(Natural-language object grounding data)
-- Opening Marker --
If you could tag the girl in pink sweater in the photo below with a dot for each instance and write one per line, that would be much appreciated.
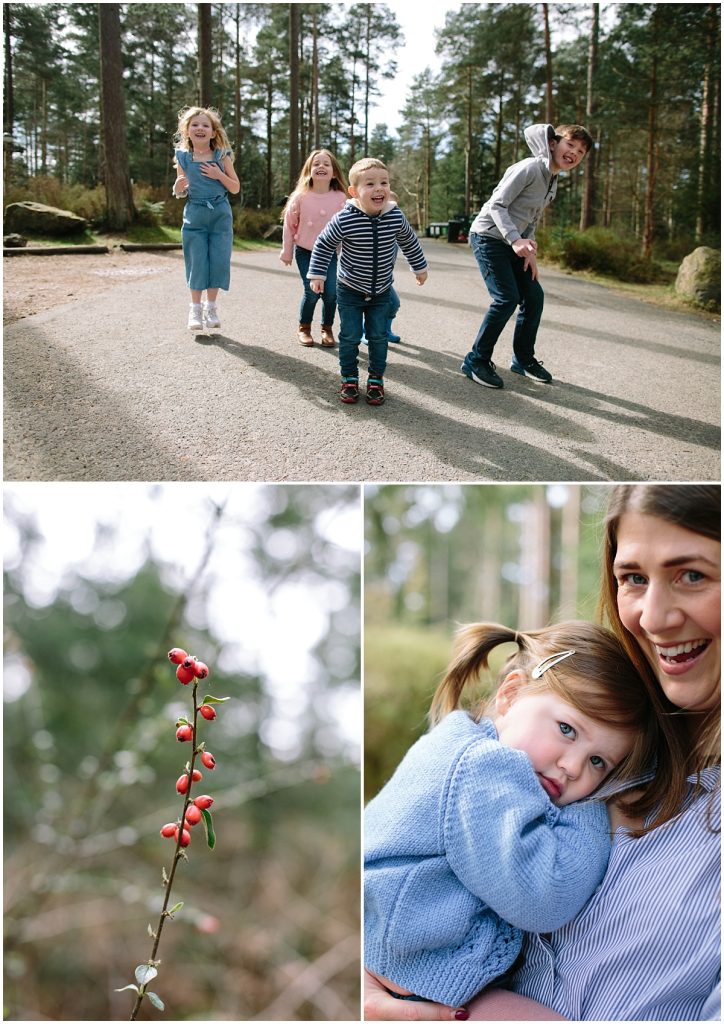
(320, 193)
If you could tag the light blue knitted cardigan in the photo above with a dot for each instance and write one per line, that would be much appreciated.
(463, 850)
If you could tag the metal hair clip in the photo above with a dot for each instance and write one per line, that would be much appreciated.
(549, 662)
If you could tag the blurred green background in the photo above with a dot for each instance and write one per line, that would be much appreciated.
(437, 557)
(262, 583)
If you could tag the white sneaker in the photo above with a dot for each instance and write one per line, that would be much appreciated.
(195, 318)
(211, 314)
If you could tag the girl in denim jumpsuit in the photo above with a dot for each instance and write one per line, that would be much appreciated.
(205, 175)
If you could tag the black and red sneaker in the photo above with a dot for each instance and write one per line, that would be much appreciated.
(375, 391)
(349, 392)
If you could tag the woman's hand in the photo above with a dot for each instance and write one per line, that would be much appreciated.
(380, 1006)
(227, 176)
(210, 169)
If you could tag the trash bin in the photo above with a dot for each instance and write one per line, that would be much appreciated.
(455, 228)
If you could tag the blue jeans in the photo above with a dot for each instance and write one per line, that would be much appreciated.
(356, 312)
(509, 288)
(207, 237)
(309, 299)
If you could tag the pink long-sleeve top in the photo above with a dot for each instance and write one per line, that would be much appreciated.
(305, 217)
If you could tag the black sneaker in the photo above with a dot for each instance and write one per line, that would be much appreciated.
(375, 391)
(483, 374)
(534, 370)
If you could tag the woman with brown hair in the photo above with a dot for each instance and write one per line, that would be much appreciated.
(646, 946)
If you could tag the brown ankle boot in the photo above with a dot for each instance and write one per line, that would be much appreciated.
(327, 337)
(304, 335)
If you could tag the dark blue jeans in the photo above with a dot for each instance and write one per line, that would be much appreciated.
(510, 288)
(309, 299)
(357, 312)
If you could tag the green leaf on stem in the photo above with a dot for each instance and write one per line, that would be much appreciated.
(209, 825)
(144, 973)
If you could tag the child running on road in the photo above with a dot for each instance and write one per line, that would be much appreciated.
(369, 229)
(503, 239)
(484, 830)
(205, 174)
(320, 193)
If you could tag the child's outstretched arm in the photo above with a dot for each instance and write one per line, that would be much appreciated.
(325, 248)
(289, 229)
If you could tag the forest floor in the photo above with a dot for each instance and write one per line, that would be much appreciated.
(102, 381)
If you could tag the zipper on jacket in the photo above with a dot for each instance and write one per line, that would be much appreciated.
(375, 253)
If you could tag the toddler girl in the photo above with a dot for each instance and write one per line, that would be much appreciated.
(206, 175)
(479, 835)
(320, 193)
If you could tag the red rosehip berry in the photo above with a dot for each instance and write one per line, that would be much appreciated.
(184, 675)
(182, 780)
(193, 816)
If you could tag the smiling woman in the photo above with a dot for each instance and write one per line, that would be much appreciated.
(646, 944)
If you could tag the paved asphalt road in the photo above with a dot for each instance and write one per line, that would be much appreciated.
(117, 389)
-- Closing Marker --
What needs to be done: Omit the pictures, then copy out all the data exactly as it stands.

Answer section:
If you could tag the girl in pink sweater in the photo below with a dot for each instance and write one per line, that would be much appreciated.
(320, 193)
If you could tag the light blue knitted cardigan in the photo above with a dot for each instance and write one per line, that would be much appreciated.
(463, 850)
If you could tag the metal hair clip in the photo above with a dot for each instance and write one per line, that would be much appreciated.
(549, 662)
If you could tag the blurred green background in the photo above with a dot for each instance and write one per line, that would be much appreciated.
(437, 557)
(262, 583)
If you could tag the white sneaker in the photo above with a dot for each instance and write one per line, that would be much appreciated.
(195, 318)
(211, 314)
If you could tag the girl in denim jumpsuit in the photo above with a dot for each instance and write one per line, that would be much appreciated.
(205, 175)
If you could tag the black and red sneaker in the photo above with a dot for each instance and write one per line, that would be much appreciated.
(375, 391)
(349, 392)
If you could tag the woman's hand in the photo above with a dot for each instance and write one per line, that would be much appreciated.
(380, 1006)
(227, 176)
(210, 169)
If you could tag the trash bin in the photo above with a dot for each instance and write one per line, that would be much appreciated.
(455, 228)
If you could tag the blue jeans in the photo above with a dot for each instance and write one per line, that would be much appreciated.
(356, 312)
(509, 288)
(207, 237)
(309, 299)
If you could tag the pink long-sleeve top in the photo above with a dot for each instance and write one per line, that would be much appreciated.
(305, 217)
If you could tag the black sneaker in the photo above with a dot for each instance and write one per line, that would be much appreciated.
(375, 391)
(483, 374)
(534, 370)
If you could tag the woman with brown hair in the photo above with a dot for each instance and write one per line, that would be much appreciated.
(646, 946)
If you could tag the brown ankle boot in the photo above with a dot for each instance and write one per line, that would be much appreciated.
(327, 337)
(304, 335)
If you could tag the dark blue jeans in the photo above with a dot for each instance and write one per line, that would be much appreciated.
(510, 288)
(309, 299)
(357, 312)
If you could tag the green leaf on stem in the photo above with a dot for each instance and write one per line, that would be much appreciated.
(209, 825)
(144, 973)
If you could tag the child running on road in the photo above with a dot for each instance and write one per line, that would be much appreciated.
(369, 229)
(503, 239)
(484, 830)
(205, 174)
(320, 193)
If you could tag the child's outstretched arm in the photo above with a dot for each instance and write one per line, that would be much appreciated.
(325, 248)
(289, 229)
If you could tag the forest floor in the photo above with a dot for each instance and write one per line, that would be much appreciated.
(102, 381)
If you could tag the zipper on jacket in the photo above with a dot for each instance and write one per line, that would be much appreciated.
(375, 253)
If you could tag the toddler girl in the photo above with a dot for each instance and write one per line, that would be much appreciated.
(206, 175)
(479, 835)
(320, 193)
If you could tag the red rosehip berry in the photo above with a dot for each instance and write one per line, that would be much appreciated.
(184, 675)
(182, 780)
(193, 816)
If you could tag the smiling woman in the photo above with a dot for each instance and write one per line, that would be much appreciated.
(646, 944)
If you could tag the paved asphalt road in the photo above with a dot for each instance and write one per line, that would be much appreciated.
(117, 389)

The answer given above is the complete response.